### WHAT YOU ARE ASKED TO DO
Transcribe exactly the entries from the "Q: Mark a point on every instance of the grass" line to the end, both included, minus pictures.

### PROVIDED DATA
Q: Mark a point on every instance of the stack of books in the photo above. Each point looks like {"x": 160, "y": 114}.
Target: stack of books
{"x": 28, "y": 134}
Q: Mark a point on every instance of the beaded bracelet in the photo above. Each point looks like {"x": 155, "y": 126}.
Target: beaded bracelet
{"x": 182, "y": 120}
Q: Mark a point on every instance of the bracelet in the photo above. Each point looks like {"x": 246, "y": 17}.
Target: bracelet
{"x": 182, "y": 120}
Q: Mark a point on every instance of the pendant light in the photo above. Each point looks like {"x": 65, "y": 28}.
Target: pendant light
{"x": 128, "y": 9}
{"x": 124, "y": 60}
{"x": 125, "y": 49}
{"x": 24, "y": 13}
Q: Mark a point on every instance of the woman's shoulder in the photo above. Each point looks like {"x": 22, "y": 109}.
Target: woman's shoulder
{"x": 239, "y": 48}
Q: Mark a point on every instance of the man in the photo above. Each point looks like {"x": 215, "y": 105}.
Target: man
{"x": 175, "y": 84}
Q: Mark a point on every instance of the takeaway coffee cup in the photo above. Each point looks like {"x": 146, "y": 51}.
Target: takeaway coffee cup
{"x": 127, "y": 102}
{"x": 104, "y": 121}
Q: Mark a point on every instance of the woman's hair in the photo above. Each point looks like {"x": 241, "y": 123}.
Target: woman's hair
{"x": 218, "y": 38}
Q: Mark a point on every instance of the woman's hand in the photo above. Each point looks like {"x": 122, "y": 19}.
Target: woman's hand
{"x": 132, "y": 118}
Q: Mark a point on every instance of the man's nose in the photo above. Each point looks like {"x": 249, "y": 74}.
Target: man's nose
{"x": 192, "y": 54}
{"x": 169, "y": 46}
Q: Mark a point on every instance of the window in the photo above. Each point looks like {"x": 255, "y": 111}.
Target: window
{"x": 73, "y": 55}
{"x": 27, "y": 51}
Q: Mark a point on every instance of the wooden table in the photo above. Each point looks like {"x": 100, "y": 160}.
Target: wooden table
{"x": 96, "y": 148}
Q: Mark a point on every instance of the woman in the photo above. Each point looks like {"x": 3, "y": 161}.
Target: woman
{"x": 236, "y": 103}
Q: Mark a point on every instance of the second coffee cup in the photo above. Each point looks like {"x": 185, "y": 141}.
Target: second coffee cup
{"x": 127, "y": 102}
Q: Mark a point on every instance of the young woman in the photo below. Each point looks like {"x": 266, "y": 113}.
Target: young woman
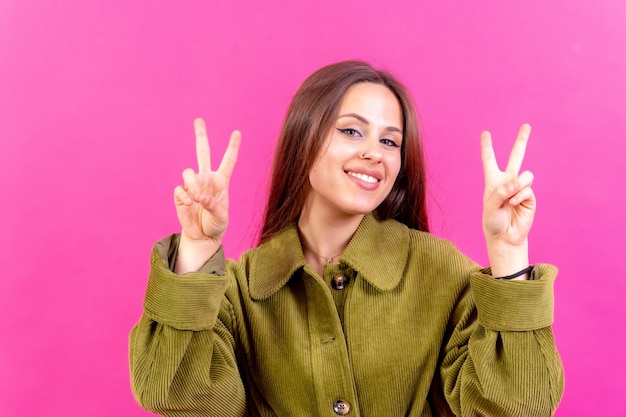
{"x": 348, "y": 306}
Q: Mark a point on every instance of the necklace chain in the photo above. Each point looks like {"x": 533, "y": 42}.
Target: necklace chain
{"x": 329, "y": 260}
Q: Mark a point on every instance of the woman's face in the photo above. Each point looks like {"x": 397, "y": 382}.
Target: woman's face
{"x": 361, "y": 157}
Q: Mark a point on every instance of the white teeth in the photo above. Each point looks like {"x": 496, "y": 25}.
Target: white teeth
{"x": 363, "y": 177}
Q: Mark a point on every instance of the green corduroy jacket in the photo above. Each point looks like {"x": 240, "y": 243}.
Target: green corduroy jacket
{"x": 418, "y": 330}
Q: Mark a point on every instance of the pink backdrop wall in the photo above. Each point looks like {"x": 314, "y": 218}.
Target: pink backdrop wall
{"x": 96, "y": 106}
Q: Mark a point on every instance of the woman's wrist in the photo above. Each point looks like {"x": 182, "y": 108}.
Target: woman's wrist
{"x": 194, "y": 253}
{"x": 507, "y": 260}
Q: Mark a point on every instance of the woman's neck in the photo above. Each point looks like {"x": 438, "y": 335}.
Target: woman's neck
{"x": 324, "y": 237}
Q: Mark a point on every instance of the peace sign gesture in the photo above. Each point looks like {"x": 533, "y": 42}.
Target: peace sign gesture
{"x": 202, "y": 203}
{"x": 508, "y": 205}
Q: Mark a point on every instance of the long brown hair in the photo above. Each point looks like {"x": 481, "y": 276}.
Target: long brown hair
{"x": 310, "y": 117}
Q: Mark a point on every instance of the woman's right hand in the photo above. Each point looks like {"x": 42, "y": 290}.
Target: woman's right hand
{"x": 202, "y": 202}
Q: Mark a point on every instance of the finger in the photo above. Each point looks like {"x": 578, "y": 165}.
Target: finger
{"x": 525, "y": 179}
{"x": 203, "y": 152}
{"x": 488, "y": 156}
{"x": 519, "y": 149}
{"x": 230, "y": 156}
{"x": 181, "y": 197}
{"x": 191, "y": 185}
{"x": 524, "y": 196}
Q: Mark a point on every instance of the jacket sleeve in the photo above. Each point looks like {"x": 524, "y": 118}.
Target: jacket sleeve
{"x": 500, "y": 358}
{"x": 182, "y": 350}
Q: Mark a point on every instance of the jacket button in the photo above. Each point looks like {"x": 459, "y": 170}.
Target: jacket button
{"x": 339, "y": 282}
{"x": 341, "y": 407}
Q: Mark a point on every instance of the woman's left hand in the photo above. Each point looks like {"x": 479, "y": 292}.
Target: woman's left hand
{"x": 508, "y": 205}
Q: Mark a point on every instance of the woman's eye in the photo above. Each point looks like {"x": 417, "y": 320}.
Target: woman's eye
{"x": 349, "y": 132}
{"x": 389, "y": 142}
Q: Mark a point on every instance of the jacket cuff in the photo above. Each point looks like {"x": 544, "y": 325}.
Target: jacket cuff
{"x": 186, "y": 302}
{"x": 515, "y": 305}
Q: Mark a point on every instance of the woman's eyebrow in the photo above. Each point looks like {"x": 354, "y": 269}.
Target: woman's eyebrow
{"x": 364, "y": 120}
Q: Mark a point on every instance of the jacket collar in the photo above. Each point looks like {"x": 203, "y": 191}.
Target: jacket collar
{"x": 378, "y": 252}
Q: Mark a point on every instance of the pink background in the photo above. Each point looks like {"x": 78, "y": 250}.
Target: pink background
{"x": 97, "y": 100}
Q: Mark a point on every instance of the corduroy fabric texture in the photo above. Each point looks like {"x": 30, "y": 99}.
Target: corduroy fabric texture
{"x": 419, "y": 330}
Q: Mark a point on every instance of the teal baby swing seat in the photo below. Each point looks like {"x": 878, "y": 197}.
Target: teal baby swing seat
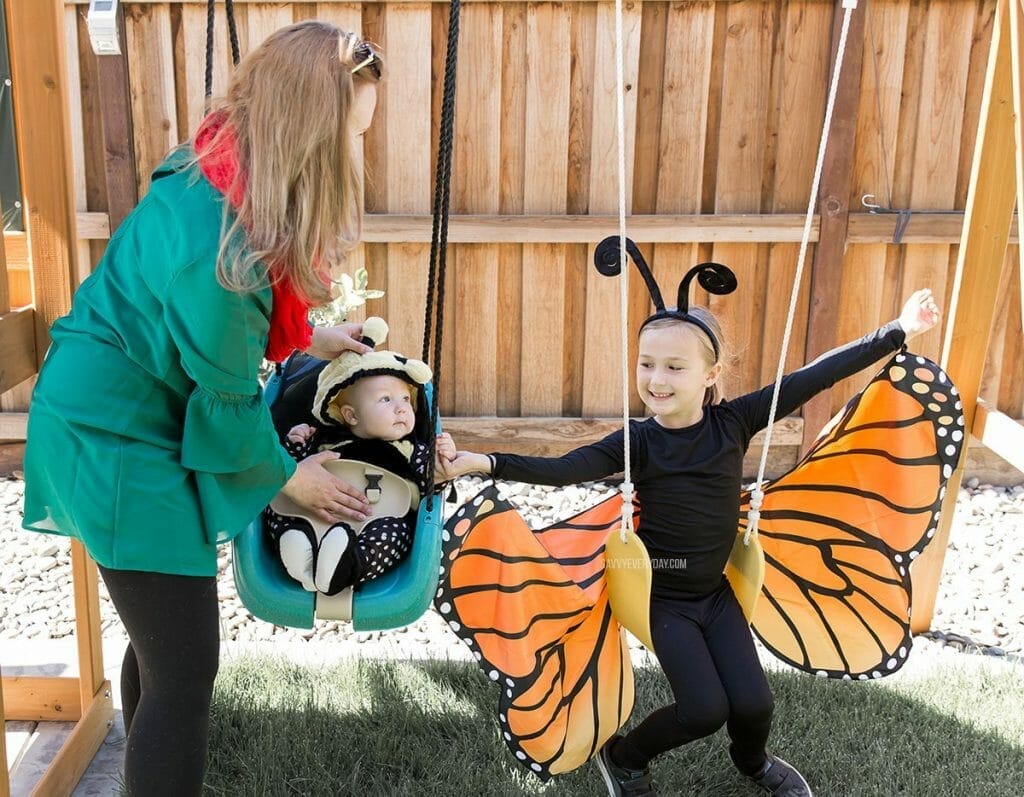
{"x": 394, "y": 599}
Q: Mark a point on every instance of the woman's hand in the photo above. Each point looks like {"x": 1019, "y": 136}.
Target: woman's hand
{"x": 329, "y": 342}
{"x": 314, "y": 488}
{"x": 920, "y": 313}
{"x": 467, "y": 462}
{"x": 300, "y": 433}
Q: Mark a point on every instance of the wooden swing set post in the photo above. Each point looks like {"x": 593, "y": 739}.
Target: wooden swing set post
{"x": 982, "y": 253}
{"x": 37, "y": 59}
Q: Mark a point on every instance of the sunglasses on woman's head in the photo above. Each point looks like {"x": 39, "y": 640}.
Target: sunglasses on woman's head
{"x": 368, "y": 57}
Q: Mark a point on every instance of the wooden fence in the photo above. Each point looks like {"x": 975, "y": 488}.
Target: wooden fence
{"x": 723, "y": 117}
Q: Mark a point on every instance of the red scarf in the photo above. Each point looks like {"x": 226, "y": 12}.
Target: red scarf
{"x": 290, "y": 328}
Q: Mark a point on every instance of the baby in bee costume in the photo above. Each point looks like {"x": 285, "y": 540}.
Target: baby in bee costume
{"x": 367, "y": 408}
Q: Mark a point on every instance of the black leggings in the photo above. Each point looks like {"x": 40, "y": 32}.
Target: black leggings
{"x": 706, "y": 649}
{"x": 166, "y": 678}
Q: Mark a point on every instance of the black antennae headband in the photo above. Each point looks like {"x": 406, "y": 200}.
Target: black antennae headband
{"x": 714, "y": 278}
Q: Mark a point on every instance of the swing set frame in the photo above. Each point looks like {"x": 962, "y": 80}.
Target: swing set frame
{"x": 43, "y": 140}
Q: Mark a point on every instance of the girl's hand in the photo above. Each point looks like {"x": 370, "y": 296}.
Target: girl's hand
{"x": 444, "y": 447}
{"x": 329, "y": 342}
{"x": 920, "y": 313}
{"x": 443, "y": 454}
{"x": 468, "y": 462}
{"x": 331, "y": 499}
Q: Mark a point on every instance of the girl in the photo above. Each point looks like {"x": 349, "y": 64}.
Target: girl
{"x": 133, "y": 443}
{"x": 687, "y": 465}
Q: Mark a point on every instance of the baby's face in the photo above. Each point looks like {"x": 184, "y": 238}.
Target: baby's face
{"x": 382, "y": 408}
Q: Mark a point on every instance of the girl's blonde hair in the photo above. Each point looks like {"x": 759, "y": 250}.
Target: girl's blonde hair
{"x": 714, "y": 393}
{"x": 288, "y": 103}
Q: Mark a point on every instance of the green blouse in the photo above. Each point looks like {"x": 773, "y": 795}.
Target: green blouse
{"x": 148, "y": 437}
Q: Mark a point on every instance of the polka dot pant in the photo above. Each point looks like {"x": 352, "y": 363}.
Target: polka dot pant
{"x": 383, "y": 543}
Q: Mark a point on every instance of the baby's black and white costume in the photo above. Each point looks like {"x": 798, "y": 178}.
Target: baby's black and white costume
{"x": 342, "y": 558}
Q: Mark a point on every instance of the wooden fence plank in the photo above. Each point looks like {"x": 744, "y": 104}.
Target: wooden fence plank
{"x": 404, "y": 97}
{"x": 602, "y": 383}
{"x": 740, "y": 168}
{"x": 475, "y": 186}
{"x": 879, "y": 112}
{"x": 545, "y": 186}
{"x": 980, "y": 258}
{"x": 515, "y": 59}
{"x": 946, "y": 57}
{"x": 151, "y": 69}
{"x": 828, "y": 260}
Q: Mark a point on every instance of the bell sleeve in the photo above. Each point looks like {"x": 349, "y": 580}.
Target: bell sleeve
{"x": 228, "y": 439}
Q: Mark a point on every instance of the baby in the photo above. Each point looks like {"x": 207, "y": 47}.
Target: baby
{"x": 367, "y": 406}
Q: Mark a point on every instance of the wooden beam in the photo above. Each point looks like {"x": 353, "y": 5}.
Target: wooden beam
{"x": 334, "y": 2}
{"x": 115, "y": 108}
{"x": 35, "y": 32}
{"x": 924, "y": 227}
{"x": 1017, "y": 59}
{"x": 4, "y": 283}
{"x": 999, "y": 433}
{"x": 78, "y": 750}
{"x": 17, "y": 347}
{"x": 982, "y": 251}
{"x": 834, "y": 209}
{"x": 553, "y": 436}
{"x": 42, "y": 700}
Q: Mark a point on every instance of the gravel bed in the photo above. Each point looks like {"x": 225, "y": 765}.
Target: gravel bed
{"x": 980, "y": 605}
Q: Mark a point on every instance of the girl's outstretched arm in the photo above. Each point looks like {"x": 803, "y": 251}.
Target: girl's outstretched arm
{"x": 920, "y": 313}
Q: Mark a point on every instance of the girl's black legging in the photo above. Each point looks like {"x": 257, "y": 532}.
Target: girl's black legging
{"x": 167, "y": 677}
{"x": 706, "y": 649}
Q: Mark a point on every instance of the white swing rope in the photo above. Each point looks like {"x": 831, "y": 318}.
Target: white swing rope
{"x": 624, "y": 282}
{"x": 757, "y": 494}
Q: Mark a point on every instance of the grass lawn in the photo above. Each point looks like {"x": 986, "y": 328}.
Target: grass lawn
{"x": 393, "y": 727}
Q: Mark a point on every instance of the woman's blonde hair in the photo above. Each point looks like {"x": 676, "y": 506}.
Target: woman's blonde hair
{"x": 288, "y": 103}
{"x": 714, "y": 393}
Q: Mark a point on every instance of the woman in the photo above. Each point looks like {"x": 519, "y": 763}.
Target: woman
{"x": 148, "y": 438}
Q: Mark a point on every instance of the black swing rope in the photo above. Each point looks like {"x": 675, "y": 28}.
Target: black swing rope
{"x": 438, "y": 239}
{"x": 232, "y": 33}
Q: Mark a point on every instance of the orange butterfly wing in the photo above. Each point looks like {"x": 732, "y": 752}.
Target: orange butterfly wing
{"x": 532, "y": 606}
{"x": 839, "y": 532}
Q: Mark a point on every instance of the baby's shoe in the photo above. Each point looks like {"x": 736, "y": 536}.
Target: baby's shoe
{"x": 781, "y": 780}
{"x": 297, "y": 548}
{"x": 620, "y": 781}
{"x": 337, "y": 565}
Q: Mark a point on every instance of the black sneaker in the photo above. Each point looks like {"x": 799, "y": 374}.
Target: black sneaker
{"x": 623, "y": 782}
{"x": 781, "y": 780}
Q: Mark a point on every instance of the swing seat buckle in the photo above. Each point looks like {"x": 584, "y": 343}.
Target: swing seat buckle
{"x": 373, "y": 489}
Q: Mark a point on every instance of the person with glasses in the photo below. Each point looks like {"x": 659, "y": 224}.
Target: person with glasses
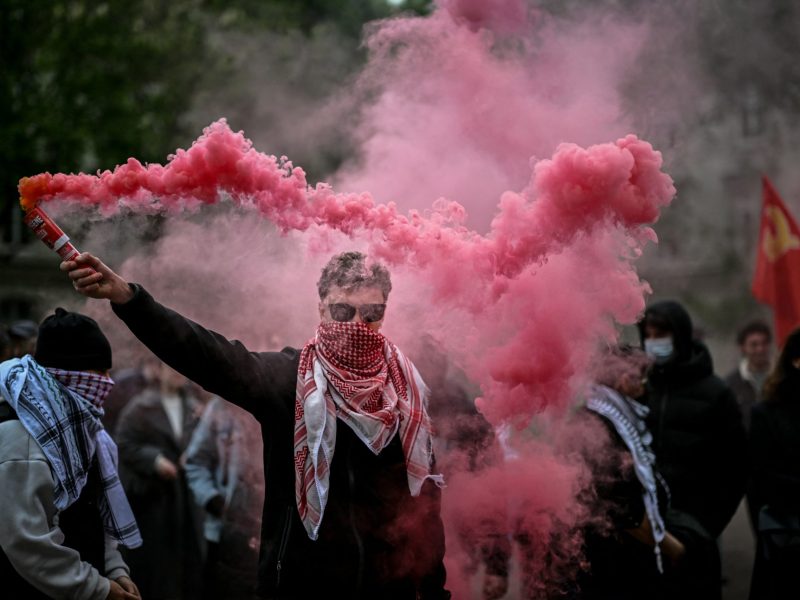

### THE RESPONSE
Q: Mark a point on every instance of the grass lawn in the photo above. Each point looks like {"x": 986, "y": 328}.
Target: grass lawn
{"x": 393, "y": 727}
Q: Mark a point on every instance of the woman's blonde hair in the photo above. Each point looks like {"x": 676, "y": 506}.
Target: woman's blonde hair
{"x": 288, "y": 103}
{"x": 714, "y": 393}
Q: Mark a point on every instance of the woman in the photo above. Each point looks like {"x": 519, "y": 763}.
Target: woman
{"x": 148, "y": 438}
Q: Mark a point on every instance of the black swing rope in the photo above. Each point looks like {"x": 675, "y": 28}.
Target: black swing rope
{"x": 438, "y": 239}
{"x": 232, "y": 33}
Q: Mark a point on every instance of the orange butterfly wing in the photo above. Each point looks like {"x": 732, "y": 752}.
Target: orange butterfly wing
{"x": 532, "y": 606}
{"x": 839, "y": 532}
Q: Mark a point on every instance of the baby's shoe in the photo above. Each point looks like {"x": 736, "y": 536}.
Target: baby's shoe
{"x": 781, "y": 780}
{"x": 297, "y": 548}
{"x": 620, "y": 781}
{"x": 337, "y": 565}
Q: Mark a point on every instance of the black sneaker in the photo above. Each point looks like {"x": 799, "y": 374}.
Target: black sneaker
{"x": 623, "y": 782}
{"x": 781, "y": 780}
Q: Mark a point on every instance of the swing seat buckle in the photo above. Each point looks like {"x": 584, "y": 343}.
Target: swing seat buckle
{"x": 373, "y": 489}
Q: Mark a point on every instance of the person with glasses in the photo below. Each point looks like {"x": 659, "y": 224}.
Target: person with glasses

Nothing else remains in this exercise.